§ EXERCISE SET
1 - Answer these questions about the numbered notes on reduction, logic and set theory, one line each, marked (a), (b), (c):
(a) Which principle did Aristotle already understand?
(b) According to Penelope, what is the only non-logical symbol within first order logic?
(c) What example is given of reduction as a valid scientific method?
2 - List every author or work in the numbered notes on reduction, logic and set theory that is cited with a year, giving the year with each.
3 - Write out the passage of the numbered notes on reduction, logic and set theory word for word, starting at "11.See also the" and ending at "of non-physical terms.".

§ EXTRACT PROVIDED
7.Be therefore aware of the difference between ‘reduction’ and ‘reductionism’, that is the absolutisation of reduction. Reduction is a valid and fruitful scientific method (e.g., the rendering of physical states of affairs in mathematical terms). Reductionism believes that explanation consists of reduction only. See the reference to the view of Margenau below.

8.See also Heitler (1972:60).

9.This principle concerns the case where the totality of what can be analysed is divided such that any statement either belongs to the one or the other part – there is no third option (Latin: tertium non datur). Already Aristotle understood the principle of the excluded middle (see Metaph. 1057a – see Aristotle 2001:845−846).

10.It is therefore significant that the prominent German logicians of the 19th century eventually turned this proposition into an ‘analytic’ statement (Lotze, Windelband, Sigwart).

11.See also the remark of Penelope, where she points out that within first order logic membership (ε) is ‘its only non-logical symbol’ (Penelope 2000:50). Whereas mathematical logic needs something non-logical, we have noted that likewise any physical theory is also in need of non-physical terms.

12.‘The operation ‘set of x’sʹ (where the variable ‘xʹ ranges over some given kind of objects) cannot be defined satisfactorily (at least not in the present state of knowledge), but can only be paraphrased by other expressions involving again the concept of set, such as: ‘multitude of x’sʹ, ‘combination of any number of x’sʹ, ‘part of the totality of x’sʹ, where a ‘multitudeʹ (‘combinationʹ, ‘partʹ) is conceived as something that exists in itself, no matter whether or not we can define it in a finite number of words (so that random sets are not excluded)ʹ (Gödel 1964:262).

13.‘Bridging the gap between the domains of discreteness and continuity, or between arithmetic and geometry, is a central, ‘presumably even the central problem of the foundations of mathematics (Fraenkel et al. 1973:211).

14.Because the significant Report, The PhD Study, An Evidence-based Study on how to meet the Demands of High-level Skills in an Emerging Economy (Jonathan 2010) does not explicitly enter into an analysis of the role of theoretical paradigms on the doctoral level, our current suggestions should be seen as aimed at further exploring the starting-points provided in this Report. In the Report itself the word paradigm and the phrase conceptual framework are both just briefly mentioned (twice, to be precise).

§ LISTED ENTRIES
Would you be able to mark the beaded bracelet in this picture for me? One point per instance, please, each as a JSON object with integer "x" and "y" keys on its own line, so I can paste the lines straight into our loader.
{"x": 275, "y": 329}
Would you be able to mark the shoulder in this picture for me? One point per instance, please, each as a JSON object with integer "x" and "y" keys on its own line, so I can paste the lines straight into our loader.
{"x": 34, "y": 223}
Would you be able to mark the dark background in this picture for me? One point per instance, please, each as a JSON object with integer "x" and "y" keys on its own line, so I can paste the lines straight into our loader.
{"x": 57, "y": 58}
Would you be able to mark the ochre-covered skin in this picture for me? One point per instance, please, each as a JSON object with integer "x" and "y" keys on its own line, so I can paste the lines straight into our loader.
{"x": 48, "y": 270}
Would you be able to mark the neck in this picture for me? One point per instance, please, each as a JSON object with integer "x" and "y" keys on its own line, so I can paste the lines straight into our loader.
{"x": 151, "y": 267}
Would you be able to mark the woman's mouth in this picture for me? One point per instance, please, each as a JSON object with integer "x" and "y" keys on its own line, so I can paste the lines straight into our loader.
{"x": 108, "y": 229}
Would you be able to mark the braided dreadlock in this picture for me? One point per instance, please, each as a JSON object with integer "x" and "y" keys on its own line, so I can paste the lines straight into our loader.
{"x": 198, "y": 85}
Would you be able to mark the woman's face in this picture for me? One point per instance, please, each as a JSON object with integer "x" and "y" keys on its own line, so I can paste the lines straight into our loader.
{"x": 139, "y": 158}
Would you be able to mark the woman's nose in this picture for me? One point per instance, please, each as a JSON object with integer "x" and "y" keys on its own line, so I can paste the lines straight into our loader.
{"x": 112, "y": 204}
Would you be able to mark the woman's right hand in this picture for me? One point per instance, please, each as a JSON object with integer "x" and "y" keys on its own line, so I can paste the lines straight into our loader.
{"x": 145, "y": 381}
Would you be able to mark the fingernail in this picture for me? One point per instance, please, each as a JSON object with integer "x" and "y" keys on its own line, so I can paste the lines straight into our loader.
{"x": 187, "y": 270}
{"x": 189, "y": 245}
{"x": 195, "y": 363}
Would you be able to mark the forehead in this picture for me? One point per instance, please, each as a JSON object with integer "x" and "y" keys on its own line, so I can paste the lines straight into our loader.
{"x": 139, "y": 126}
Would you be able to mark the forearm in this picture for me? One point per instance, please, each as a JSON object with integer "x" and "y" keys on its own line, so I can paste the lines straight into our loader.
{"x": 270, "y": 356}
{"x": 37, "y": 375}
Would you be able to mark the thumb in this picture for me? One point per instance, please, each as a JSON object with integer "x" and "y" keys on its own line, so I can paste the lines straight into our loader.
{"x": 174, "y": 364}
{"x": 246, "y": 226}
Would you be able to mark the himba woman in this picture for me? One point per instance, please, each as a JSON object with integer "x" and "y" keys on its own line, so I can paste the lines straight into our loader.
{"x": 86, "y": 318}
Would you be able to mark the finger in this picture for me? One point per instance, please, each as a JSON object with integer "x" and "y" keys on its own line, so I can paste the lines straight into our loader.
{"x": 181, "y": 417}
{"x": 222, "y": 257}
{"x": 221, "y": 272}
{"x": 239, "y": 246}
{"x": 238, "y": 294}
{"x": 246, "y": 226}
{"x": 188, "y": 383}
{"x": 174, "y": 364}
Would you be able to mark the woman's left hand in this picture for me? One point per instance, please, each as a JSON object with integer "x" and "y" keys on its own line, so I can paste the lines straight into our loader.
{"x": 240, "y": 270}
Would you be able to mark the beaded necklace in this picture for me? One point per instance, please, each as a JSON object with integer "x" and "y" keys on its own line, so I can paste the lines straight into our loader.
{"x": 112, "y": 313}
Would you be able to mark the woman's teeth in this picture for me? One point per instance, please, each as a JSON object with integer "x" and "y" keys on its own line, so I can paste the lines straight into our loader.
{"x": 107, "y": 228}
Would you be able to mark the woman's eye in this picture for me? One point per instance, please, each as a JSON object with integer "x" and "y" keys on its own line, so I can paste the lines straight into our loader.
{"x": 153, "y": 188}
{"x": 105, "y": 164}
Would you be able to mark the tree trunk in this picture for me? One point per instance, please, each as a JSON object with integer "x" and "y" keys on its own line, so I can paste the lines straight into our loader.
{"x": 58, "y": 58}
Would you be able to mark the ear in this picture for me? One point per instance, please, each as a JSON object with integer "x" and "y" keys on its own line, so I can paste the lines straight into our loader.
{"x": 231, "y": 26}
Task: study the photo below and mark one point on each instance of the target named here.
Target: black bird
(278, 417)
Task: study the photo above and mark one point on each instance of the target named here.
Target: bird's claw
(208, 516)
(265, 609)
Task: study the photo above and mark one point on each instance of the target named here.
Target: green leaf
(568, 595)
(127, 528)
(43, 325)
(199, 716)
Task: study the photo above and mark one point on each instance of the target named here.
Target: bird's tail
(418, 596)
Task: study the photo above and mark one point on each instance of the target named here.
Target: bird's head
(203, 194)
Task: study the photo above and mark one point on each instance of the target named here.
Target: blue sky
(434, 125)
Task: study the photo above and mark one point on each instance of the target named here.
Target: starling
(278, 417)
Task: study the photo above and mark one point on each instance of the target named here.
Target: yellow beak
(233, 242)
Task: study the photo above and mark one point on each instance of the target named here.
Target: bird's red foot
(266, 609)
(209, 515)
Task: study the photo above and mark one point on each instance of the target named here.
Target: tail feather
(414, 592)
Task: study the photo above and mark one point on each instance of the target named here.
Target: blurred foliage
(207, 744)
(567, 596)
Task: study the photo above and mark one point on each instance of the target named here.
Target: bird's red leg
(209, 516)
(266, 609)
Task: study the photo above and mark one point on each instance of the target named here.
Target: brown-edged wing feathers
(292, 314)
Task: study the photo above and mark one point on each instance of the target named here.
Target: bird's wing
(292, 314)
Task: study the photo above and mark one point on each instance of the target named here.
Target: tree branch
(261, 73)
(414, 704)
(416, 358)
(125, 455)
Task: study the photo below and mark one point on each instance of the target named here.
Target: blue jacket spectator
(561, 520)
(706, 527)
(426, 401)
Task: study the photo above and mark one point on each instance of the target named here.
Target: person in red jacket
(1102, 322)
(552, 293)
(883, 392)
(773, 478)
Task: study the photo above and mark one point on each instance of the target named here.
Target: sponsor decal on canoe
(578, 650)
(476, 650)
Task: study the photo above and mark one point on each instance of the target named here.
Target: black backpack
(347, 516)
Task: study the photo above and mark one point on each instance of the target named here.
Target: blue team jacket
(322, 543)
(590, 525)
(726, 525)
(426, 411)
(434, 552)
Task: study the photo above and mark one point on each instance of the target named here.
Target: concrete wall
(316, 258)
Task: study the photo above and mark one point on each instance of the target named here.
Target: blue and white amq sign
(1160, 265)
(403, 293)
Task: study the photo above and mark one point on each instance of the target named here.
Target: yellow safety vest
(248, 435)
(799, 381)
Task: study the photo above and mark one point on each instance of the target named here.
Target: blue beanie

§ PROBLEM SOLUTIONS
1 -
(a) The principle of the excluded middle.
(b) Membership (ε).
(c) The rendering of physical states of affairs in mathematical terms.

2 -
Heitler (1972)
Aristotle (2001)
Penelope (2000)
Gödel (1964)
Fraenkel et al. (1973)
Jonathan (2010)

3 -
11.See also the remark of Penelope, where she points out that within first order logic membership (ε) is ‘its only non-logical symbol’ (Penelope 2000:50). Whereas mathematical logic needs something non-logical, we have noted that likewise any physical theory is also in need of non-physical terms.